### Parts of the exercise
• a. In the book review, copy the passage starting at "But while he's" and ending at "all about Arkham.".
• b. According to the book review, which mashup novel brought Panossian mild fame?
• c. Carry the book review forward, picking up after its final sentence.

### Text block
This pastiche by Nick Mamatas gently pokes fun at modern fandom--especially fringe fandom--and isn't afraid to confront the problematic aspects of Lovecraft head-on. You know, the anti-Semitism, the pro-Nazism, the volcanic bigotry, and what he named his cat. I Am Providence is a darkly hilarious tale of murder, obsession, and tentacles.
Caveat: If you haven't read anything by Lovecraft, I'm not sure how much of this novel you'll get. It's not an elitist statemtent; it's a simple fact. If this sounds intriguing to you but you've not yet entered the Cthulhu Mythos, go snag a compilation from your local library or indie bookstore, marvel at Lovecraft's apparent inability to locate a thesaurus, and come back to I Am Providence later.
Okay, ready for the eldritch horrors?
It's the Summer Tentacular in Providence, Rhode Island, where Lovecraftians gather to sell their books, "network," and do really weird things like try and dig up Lovecraft's offensively-named cat. Colleen Danzig s a first-time attendee, and although she knows that Lovecraft aficionados are ... well, weird, it's still a shock to watch some of the more idiosyncratic attendees comport themselves at the con. It's not every day that you can wander into the opening ceremonies of an event and be privy to a man in homemade Cthulhu tentacles ranting about Jesus.
Then there's our narrator and Colleen's roommate, the maligned author Panos Panos Panossian. He goes by Panossian for short. After achieving mild fame with his mashup novel The Catcher in R'lyeh, Panossian shows up at events to needle literally everyone there. He's a talent for arguing, and nobody much likes him.
But did someone hate him enough to murder him and cut off his face?
Panossian himself muses on this question, since he's the narrator of this quirky tome. Yep, he's dead, and he's narrating the book. Turns out that all those theories of what happens when we die weren't entirely accurate. Panossian is trapped inside his brain, waiting for the last vestiges of bioelectical activity to fade to black. Hopefully, then he will find peace in oblivion. Or, you know, the scourging whip of the Elder Ones as he's transported to some non-Euclidean plane of existence. One never knows!
But while he's still sort-of alive, Panossian tries to solve his own murder. Tricky business when you're in a coroner's fridge. Thankfully, Panossian's roommate Colleen is doing some investigation of her own, and things get far more bizarre than you'd ever think.
In between dodging desperate authors trying to sell her their spiral-bound copies of totally crappy wannabe Lovecraftian novels, Colleen tries to figure out who would want to kill Panossian, and why. And then she realizes that it's all about Arkham.
No, not Arkham in Batman, or Lovecraft's Arkham, but Arkham, the famed, practically-mythical quarto made entirely of human skin. Panossian was trying to sell a copy that he obtained ... somehow. Now his face and the book are missing.

### Data
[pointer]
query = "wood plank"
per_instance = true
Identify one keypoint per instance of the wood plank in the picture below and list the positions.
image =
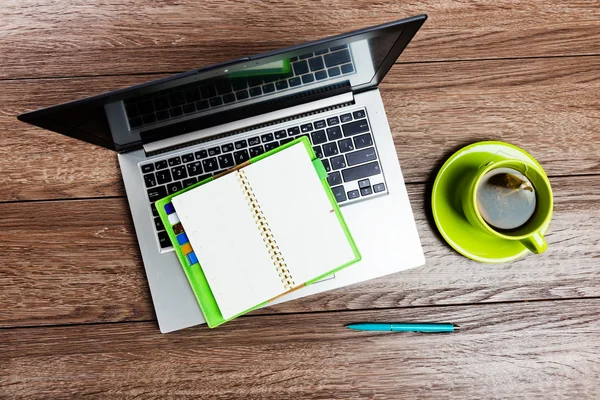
(523, 350)
(80, 264)
(47, 38)
(549, 107)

### Answers to the problems
• a.
But while he's still sort-of alive, Panossian tries to solve his own murder. Tricky business when you're in a coroner's fridge. Thankfully, Panossian's roommate Colleen is doing some investigation of her own, and things get far more bizarre than you'd ever think.
In between dodging desperate authors trying to sell her their spiral-bound copies of totally crappy wannabe Lovecraftian novels, Colleen tries to figure out who would want to kill Panossian, and why. And then she realizes that it's all about Arkham.

• b. The Catcher in R'lyeh.

• c.
It seems to be all about Panossian, until another con attendee, Charles Cudmore, also turns up dead. Cudmore's claim to fame was that his head looked exactly like the top of a stalk of asparagus. That would be an awkward thing to put on one's gravestone. At least Lovecraft's "I Am Providence," while grandiose (and also the inspiration for the book's title, obviously), does not recall vegetables. Can Colleen figure out who really killed Panossian and Cudmore? Will she escape being the victim of a witch-hunt? Is participating in a summoning ritual of Cthulhu, complete with chanting and sizzurp, a good idea? Where is the copy of Arkham? Will they ever find the corpse of Lovecraft's offensively-named cat?
And the real question: does any of it really matter, in the end?
I believe the ending of the book is what's throwing a lot of readers. Humor me, for a moment. Cast your minds back to what you've read in Lovecraft. Did he ever write a story with a happy ending? Let's amend that: did he ever write a story with a totally air-tight, wrapped-in-a-bow, ta-da ending?
Hold that thought. Now, what better way to end a novel about Lovecraftiana by invoking the same loose, oh-crap-I-have-to-explain-it-all??? ending. Dénouement was not a word in Lovecraft's repertoire. He probably thought it was too Jewish or something. Racist.
Evidently, the con attendees are all versions or amalgams of real figures in fandom. Since I am fandom-lite™ of the Star Wars persuasion, I'm not really deep into fandom or fan culture. I've never made or read a zine. I was into Pride and Prejudice fanfic when I was about 12. However, if you're active in the geek community, you may see flickers of people you know or of whom you've heard.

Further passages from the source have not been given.